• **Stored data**
=======
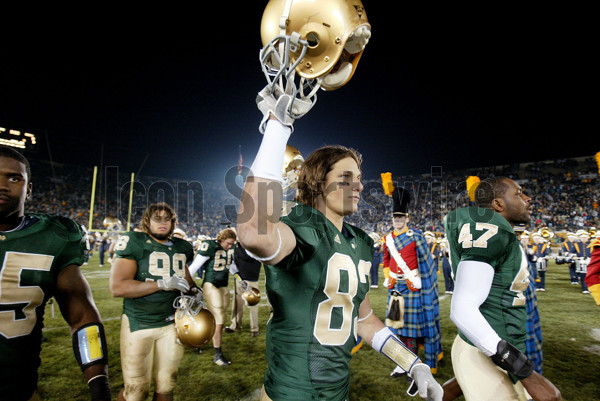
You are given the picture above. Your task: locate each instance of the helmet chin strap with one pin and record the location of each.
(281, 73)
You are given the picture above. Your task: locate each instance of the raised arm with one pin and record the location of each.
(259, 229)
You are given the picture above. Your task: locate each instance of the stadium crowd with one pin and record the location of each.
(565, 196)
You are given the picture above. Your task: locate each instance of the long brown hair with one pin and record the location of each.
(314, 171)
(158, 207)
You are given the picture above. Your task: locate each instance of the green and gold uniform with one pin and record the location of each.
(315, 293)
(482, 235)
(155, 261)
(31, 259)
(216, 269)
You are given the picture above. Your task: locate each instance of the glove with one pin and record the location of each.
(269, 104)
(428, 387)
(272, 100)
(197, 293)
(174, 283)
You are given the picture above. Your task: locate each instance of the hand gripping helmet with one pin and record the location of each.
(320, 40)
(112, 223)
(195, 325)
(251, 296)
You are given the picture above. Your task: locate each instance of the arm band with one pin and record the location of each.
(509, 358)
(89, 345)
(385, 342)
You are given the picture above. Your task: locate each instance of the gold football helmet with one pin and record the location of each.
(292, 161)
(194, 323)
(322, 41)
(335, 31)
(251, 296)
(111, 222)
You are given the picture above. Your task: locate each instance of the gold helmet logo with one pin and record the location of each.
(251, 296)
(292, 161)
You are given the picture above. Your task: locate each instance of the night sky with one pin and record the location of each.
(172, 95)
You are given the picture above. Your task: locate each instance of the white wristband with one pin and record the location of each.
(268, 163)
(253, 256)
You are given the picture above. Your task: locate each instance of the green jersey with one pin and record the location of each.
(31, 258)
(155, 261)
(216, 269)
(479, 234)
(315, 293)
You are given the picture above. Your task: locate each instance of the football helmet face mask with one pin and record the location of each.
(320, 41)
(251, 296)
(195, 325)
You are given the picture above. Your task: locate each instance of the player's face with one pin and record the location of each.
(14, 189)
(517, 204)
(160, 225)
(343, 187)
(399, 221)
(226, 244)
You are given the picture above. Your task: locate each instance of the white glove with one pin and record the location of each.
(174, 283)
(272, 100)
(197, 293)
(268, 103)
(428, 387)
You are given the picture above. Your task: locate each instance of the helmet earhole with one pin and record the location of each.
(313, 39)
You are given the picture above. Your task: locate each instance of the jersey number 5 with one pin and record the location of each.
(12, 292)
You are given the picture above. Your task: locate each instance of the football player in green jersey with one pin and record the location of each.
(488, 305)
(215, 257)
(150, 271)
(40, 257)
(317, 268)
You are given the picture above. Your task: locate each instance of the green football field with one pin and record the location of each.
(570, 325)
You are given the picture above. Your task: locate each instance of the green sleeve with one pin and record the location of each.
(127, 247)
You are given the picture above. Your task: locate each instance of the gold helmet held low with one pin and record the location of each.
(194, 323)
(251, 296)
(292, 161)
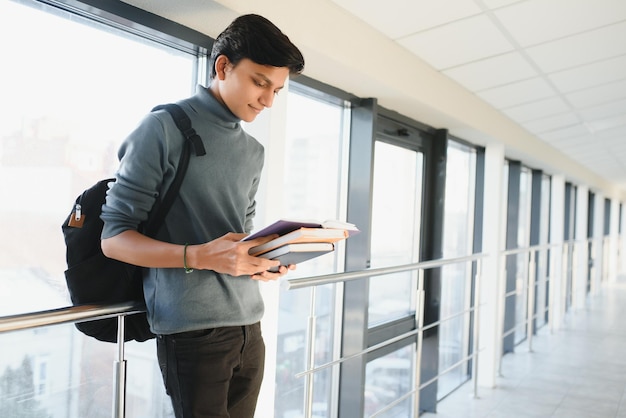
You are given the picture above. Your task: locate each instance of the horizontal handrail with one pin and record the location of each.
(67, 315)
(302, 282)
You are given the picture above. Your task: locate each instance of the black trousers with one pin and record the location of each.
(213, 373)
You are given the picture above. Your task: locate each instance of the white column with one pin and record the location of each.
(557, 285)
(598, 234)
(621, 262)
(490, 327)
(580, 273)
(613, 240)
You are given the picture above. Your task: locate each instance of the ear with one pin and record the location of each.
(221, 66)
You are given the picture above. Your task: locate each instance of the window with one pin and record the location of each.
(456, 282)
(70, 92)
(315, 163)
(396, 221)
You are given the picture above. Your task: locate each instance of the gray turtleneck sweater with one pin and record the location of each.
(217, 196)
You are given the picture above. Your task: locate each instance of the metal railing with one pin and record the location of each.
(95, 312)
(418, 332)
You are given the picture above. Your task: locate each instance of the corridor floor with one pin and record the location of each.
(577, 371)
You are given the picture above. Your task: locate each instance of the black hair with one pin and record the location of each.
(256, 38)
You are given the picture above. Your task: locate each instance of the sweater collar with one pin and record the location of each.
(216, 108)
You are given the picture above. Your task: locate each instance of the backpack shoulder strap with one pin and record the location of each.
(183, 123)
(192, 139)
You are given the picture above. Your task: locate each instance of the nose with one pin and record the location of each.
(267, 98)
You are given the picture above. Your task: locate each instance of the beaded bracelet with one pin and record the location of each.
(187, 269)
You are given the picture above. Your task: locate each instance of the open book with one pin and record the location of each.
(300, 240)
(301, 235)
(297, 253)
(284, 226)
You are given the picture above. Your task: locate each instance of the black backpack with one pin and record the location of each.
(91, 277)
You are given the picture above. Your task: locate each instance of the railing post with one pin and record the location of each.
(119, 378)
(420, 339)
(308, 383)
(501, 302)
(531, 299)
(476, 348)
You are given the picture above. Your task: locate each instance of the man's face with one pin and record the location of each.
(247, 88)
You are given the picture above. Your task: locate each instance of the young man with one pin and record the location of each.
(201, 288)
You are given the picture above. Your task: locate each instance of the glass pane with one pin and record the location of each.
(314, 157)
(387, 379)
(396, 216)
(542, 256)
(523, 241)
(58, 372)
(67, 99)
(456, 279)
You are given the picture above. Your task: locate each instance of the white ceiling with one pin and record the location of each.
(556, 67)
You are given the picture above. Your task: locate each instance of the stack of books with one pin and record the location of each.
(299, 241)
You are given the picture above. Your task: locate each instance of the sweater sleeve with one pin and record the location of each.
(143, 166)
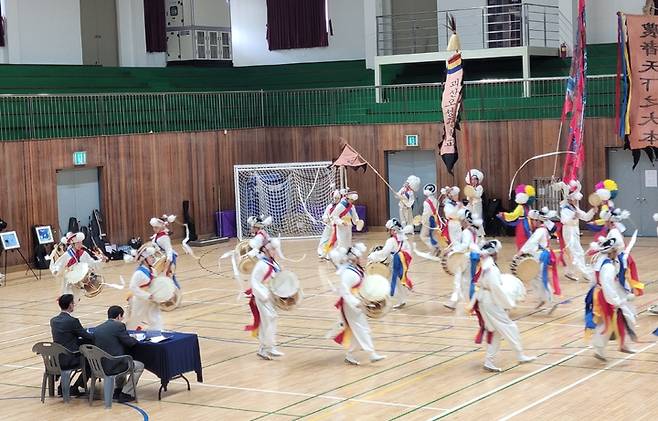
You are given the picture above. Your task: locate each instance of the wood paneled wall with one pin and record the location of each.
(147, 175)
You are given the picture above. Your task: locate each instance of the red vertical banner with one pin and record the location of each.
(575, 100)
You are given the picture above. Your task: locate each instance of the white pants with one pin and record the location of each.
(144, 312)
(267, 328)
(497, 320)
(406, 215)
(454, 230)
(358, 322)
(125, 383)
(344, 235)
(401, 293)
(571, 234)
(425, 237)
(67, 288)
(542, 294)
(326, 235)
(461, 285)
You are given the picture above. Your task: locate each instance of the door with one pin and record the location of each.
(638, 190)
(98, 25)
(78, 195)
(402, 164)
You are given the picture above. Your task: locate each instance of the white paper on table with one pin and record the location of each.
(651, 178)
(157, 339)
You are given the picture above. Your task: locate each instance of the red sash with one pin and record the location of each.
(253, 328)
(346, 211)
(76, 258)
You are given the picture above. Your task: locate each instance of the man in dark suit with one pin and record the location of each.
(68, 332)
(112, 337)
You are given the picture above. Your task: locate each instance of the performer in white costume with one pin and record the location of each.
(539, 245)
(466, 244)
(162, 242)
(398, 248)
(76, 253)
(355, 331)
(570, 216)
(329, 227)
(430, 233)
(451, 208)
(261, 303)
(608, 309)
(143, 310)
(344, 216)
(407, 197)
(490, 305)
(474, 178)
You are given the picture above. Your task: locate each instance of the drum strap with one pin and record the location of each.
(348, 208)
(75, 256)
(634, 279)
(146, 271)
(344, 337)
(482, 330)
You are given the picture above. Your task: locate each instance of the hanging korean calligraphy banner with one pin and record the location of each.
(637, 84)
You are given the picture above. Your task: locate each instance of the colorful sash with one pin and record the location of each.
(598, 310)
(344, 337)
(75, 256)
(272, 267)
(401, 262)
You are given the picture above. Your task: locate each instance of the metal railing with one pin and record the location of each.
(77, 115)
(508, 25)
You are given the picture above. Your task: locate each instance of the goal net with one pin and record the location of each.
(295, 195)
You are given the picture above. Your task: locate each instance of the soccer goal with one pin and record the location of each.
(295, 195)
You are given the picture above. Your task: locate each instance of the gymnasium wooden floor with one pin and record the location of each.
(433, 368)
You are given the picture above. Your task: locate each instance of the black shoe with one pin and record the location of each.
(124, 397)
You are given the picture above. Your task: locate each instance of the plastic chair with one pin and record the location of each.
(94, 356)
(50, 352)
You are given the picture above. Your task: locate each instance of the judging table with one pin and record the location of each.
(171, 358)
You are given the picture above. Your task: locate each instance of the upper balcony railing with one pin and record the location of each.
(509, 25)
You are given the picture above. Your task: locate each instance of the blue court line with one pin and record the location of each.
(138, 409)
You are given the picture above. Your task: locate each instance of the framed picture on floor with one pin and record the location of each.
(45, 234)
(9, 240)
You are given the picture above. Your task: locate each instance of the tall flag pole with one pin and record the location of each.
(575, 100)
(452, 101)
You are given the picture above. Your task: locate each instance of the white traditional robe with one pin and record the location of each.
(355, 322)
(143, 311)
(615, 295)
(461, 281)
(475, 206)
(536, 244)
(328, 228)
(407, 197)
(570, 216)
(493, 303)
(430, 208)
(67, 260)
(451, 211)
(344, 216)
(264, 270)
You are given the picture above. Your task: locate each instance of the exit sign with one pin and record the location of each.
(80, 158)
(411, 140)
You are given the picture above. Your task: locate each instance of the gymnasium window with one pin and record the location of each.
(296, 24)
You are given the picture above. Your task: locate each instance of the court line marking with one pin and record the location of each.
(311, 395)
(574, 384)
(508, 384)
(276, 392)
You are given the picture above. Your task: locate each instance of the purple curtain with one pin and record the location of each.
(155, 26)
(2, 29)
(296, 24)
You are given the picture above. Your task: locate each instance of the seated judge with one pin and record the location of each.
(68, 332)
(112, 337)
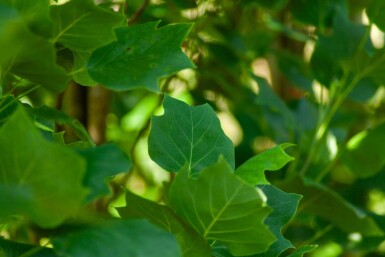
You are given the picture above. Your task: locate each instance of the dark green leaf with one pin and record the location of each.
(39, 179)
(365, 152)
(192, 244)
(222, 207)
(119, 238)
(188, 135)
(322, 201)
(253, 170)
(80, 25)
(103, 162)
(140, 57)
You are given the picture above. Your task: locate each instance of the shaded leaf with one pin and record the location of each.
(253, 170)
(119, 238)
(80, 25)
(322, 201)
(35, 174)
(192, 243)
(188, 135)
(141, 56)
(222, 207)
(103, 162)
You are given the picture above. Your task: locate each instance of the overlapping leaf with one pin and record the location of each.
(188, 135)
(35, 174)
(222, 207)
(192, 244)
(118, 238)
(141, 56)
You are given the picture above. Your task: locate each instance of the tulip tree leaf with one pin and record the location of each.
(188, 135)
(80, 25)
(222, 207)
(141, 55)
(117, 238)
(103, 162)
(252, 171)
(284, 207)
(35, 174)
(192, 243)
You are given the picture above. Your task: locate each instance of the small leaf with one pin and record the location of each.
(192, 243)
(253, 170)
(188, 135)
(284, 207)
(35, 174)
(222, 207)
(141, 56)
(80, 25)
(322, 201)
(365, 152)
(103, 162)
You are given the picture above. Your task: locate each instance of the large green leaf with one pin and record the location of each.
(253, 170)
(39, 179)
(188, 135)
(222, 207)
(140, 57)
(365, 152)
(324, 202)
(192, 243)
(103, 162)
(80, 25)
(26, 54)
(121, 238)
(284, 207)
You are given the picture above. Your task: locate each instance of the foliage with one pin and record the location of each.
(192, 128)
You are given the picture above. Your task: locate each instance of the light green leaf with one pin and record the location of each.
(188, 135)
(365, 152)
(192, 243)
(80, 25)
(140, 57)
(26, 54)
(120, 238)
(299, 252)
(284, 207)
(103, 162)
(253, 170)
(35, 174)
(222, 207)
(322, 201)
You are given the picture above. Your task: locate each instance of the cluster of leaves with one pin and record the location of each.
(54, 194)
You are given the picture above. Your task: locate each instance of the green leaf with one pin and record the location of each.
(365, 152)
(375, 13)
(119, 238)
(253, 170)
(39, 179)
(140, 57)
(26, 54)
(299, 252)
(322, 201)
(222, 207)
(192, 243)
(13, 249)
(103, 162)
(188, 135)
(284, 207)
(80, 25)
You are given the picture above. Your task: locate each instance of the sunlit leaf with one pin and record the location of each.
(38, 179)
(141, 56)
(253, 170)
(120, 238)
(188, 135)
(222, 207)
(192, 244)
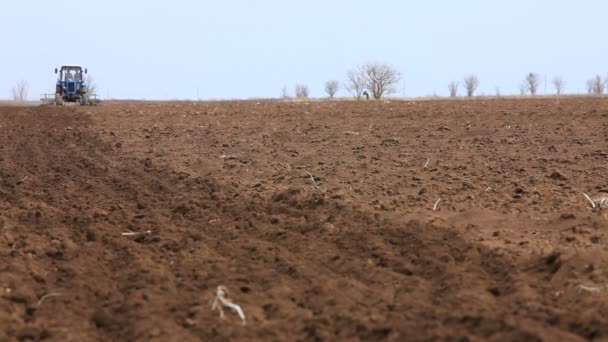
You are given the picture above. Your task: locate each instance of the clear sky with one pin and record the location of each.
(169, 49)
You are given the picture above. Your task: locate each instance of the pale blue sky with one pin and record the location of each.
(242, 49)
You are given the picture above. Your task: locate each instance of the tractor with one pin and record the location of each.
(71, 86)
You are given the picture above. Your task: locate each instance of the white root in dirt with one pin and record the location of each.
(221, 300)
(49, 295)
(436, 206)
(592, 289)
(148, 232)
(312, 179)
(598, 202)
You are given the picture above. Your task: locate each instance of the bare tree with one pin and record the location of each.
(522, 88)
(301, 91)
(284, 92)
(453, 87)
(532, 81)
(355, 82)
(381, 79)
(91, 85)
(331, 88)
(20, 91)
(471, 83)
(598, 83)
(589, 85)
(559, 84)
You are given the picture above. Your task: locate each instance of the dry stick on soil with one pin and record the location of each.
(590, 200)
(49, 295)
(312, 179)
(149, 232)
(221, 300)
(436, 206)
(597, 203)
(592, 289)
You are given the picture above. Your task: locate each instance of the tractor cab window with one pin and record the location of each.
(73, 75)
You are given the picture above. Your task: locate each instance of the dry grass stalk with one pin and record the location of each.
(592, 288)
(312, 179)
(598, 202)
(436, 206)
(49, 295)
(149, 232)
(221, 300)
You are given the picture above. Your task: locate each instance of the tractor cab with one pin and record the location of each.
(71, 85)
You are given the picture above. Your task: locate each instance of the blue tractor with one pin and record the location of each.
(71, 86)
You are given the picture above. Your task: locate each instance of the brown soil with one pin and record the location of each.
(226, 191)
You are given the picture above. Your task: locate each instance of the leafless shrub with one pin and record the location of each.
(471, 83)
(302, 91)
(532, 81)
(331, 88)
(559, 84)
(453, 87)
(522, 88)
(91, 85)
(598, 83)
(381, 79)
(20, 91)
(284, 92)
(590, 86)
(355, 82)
=======
• **WHAT NEEDS TO BE DONE**
What is needed is an exact copy of the lines from the one containing "of the brown" through the final line of the data, both included, and nothing more.

• **REPLY TO THE TASK**
You are given the picture above. Your task: locate each instance of the brown soil with one pin and record the location of each.
(226, 191)
You are given the picture above. Your task: locate each instance of the leafless shrub with one pin and record the location of each.
(471, 83)
(302, 91)
(532, 81)
(331, 88)
(559, 84)
(453, 87)
(522, 88)
(91, 85)
(598, 83)
(381, 79)
(20, 91)
(284, 92)
(590, 86)
(355, 82)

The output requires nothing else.